━━━━━ TEXTE SÉLECTIONNÉ ━━━━━

Le loup a sa place en France, et une cohabitation avec les activités pastorales doit être possible

Création des zones d'exclusion pour les loups

Publié le 30 janvier 2013 à 08:37 Mise à jour le 8 avril 2015

Monsieur le président, madame la ministre, mes chers collègues, voilà près de vingt-cinq ans, le loup entrait de nouveau en France après y avoir été exterminé entre le XIXe siècle et le début du XXe siècle, pour disparaître en 1939.

Aujourd’hui, il est de nouveau présent dans de nombreux territoires, notamment les Alpes, le Jura, le sud du Massif central, les Pyrénées orientales, les Vosges,…

M. Pierre Hérisson. La Haute Savoie !

Mme Évelyne Didier. …et j’en oublie sans doute !

C’est un prédateur sociable et intelligent qui se nourrit essentiellement d’espèces sauvages. Celles-ci représentent de l’ordre des trois quarts de son régime alimentaire.

━━━━━ DONNÉES ENREGISTRÉES ━━━━━

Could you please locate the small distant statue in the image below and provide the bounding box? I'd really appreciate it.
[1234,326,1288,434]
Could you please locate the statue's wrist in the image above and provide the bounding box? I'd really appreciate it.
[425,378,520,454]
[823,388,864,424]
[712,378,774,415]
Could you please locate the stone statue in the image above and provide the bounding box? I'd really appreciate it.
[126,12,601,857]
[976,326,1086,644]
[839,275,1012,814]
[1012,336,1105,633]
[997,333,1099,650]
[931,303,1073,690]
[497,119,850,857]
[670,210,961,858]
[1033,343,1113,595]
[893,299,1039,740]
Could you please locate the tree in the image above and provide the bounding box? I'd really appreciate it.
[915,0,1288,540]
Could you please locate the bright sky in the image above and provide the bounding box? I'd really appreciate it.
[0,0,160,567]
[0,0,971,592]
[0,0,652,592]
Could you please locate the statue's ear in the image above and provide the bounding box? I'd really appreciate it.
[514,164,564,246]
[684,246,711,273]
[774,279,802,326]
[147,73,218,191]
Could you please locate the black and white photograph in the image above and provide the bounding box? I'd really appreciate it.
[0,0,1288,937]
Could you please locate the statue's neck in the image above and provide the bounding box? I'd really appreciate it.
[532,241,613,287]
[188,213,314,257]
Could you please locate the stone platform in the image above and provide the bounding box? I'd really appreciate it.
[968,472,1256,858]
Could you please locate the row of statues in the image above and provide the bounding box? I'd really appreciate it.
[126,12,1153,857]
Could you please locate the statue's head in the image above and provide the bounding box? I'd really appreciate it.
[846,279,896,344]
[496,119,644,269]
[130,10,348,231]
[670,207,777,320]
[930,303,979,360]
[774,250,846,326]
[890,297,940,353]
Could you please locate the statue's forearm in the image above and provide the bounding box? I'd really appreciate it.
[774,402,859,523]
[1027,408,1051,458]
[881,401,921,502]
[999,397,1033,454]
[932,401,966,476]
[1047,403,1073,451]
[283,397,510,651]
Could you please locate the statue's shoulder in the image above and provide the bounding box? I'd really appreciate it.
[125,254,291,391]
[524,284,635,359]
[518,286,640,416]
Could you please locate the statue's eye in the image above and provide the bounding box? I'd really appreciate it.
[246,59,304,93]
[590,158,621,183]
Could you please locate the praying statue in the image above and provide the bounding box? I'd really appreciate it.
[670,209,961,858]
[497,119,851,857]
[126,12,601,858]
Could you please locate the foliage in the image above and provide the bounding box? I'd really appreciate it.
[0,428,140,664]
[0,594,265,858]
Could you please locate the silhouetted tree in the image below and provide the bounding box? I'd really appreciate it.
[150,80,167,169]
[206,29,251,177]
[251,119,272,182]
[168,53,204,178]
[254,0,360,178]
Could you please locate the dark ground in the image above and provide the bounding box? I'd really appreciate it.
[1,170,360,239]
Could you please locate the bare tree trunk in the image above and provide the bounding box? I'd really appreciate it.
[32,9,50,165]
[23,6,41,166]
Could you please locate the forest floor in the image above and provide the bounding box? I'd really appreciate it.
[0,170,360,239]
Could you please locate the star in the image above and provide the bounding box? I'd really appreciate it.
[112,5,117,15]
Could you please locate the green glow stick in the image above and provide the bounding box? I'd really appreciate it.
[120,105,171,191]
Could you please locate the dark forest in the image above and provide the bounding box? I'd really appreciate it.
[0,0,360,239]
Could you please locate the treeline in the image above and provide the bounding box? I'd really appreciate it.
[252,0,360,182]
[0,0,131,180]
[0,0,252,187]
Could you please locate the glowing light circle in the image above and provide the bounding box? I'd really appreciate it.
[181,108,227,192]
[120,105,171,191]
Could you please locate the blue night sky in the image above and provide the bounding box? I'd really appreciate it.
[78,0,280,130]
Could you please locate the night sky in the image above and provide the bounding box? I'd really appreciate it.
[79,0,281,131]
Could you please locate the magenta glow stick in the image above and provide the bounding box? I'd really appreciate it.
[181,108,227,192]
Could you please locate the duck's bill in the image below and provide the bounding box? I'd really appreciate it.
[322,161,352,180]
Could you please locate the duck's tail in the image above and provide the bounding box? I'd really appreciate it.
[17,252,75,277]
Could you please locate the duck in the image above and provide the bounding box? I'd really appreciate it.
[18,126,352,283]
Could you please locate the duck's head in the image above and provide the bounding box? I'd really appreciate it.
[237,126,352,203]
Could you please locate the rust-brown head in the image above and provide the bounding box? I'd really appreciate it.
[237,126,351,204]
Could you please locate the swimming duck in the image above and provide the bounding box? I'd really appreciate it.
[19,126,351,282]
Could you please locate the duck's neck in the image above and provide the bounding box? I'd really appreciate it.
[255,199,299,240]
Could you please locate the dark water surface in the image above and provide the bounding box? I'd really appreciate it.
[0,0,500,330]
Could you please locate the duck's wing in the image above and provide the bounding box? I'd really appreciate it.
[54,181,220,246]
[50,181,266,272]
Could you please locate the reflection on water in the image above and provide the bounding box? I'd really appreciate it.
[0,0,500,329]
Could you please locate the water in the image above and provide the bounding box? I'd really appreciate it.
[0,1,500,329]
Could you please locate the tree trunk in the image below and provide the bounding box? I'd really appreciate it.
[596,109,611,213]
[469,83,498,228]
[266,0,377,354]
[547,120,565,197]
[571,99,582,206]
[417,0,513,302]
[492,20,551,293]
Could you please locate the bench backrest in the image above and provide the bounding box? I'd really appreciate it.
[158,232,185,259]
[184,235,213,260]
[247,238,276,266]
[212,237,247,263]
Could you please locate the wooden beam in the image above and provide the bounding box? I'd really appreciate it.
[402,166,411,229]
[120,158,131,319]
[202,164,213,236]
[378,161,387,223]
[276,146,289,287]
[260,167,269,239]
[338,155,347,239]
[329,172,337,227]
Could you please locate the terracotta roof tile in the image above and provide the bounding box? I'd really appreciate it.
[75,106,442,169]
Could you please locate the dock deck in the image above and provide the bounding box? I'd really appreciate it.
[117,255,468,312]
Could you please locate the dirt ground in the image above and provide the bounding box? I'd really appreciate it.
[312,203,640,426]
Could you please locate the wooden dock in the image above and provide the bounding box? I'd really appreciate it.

━━━━━

#### TÂCHES À RÉALISER
(a) D'après le texte sur le loup, en quelle année l'espèce a-t-elle disparu de France ?
(b) Recopiez tout le passage du texte sur le loup, depuis « Publié le 30 » jusqu'à « La Haute Savoie ! ».
(c) Poursuivez le texte sur le loup à partir de sa dernière phrase.

#### RÉPONSES
(a) En 1939.

(b)
Publié le 30 janvier 2013 à 08:37 Mise à jour le 8 avril 2015

Monsieur le président, madame la ministre, mes chers collègues, voilà près de vingt-cinq ans, le loup entrait de nouveau en France après y avoir été exterminé entre le XIXe siècle et le début du XXe siècle, pour disparaître en 1939.

Aujourd’hui, il est de nouveau présent dans de nombreux territoires, notamment les Alpes, le Jura, le sud du Massif central, les Pyrénées orientales, les Vosges,…

M. Pierre Hérisson. La Haute Savoie !

(c)
M. Jean-Louis Carrère. Et ces espèces ne sont pas menacées ?

Mme Évelyne Didier. Certes, certains de mes collègues ont cité les chiffres, le nombre d’attaques de troupeaux d’ovins augmente. Toutefois, ne nous y trompons pas, cette évolution est surtout due à l’extension de l’aire de présence du loup. Ce dernier prend simplement de plus en plus de place en France.

M. Alain Bertrand. Précisément !

M. Rémy Pointereau. Eh oui !

M. Raymond Vall, président de la commission du développement durable. Il faut donc la juguler !

Mme Évelyne Didier. Il s’agit donc non pas d’une densification, mais d’une présence de plus en plus étendue, d’un étalement de l’aire géographique des loups.

M. François Fortassin. Eh oui !

Mme Évelyne Didier. Cet accroissement de la population de loups n’a pas vocation à être infini, puisque le territoire est, de fait, limité.

M. Dominique Watrin. Soit, ils s’arrêteront à Brest ! (Sourires.)

Mme Évelyne Didier. Pour autant, nous sommes tout à fait conscients de la préoccupation des éleveurs qui perdent régulièrement des bêtes et voient ainsi une partie de leur travail anéanti. Même si le bénéfice du doute leur est toujours favorable, l’indemnisation parvient difficilement à compenser les préjudices subis et nécessite surtout des procédures très lourdes.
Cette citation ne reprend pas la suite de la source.